--- EXCERPT ---

Bed Wettin' Bad Boys - Rot - Albums - Reviews - Soundblab

Bed Wettin' Bad Boys - Rot

by Jack Kiser Rating:8 Release Date:2017-11-10
Bed Wettin' Bad Boys - Rot
Bed Wettin' Bad Boys - Rot

Australia, a continent that is often associated for its relative pacifism and highly treacherous animals and insects, reveals a subtle form of irony. It is evident that many may not connect the dots between these two polar opposite phenomena, however, I believe it clearly defines the origins of Australian music. Most notably, artists like Tame Impala, King Gizzard & the Lizard Wizard, and Rolling Blackout Coastal Fever are the forerunners ahead of their ever evolving, respective scenes. The previous artists mentioned have perfected the craft of delivering such confrontational musicianship, but with a very diaphanous consistency. Plainly put, many Aussie groups possess the capability to make their sound incredibly heavy, but layer it with glossy pop overtones. Here, this is where Bed Wettin’ Bad Boys feel the most at home.

 Over the last couple of years, many of us have been blessed to see such an aggressive rise to a plethora of garage rock/pop groups. We have been able to see the evolution of bands like Hockey Dad and the DMA’s take shape into a glittery, crushed up beer can. Channeling the expected innocence of everyday early adulthood is what ultimately makes this genre authentic and flavorful. This, of course, plays an integral part of this band’s whimsical and oxymoronic band name. While it is often very easy to dismiss groups that have such intentionally overzealous flare to their name, the Bed Wettin’ Bad Boys have enough clout to cash their checks up front. Providing a reason for many casual music lovers to scoff at your brand name, inevitably creates a thick skin for all members of the band and to prove to a wide audience to never “judge a book by its cover.” Essentially, these Aussies have been conditioning themselves by rubbing sandpaper on an open flesh wound to make themselves look more robust and unique. Aside from their comical approach to adolescence, their well-curated second LP, Rot, is far from funny.

[Data entries]

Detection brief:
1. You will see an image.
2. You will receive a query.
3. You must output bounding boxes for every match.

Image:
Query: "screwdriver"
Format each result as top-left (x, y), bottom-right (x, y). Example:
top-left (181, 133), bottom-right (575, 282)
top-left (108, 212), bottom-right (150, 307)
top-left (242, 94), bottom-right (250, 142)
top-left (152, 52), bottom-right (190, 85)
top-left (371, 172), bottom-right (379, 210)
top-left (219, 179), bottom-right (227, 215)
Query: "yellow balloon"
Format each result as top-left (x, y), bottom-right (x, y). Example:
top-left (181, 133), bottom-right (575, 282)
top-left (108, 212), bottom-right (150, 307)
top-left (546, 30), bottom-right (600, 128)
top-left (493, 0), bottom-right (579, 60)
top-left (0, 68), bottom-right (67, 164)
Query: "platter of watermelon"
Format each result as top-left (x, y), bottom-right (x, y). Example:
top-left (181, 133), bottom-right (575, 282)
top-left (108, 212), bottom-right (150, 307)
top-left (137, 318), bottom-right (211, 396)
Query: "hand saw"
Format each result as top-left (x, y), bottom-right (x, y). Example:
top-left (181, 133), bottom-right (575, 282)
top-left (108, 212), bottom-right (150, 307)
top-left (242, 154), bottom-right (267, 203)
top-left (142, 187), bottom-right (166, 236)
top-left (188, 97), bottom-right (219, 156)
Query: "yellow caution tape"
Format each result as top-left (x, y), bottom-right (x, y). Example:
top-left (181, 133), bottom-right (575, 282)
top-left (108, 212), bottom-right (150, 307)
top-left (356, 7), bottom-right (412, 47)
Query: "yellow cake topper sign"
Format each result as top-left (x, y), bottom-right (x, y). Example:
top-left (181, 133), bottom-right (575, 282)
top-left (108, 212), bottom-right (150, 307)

--- ABOUT THIS EXERCISE ---
From the album review, extract the passage that opens with the words "Australia, a continent" and closes with "most at home.". These rows were taken from a different source than the review.

--- THE COMPLETED TASK ---
Australia, a continent that is often associated for its relative pacifism and highly treacherous animals and insects, reveals a subtle form of irony. It is evident that many may not connect the dots between these two polar opposite phenomena, however, I believe it clearly defines the origins of Australian music. Most notably, artists like Tame Impala, King Gizzard & the Lizard Wizard, and Rolling Blackout Coastal Fever are the forerunners ahead of their ever evolving, respective scenes. The previous artists mentioned have perfected the craft of delivering such confrontational musicianship, but with a very diaphanous consistency. Plainly put, many Aussie groups possess the capability to make their sound incredibly heavy, but layer it with glossy pop overtones. Here, this is where Bed Wettin’ Bad Boys feel the most at home.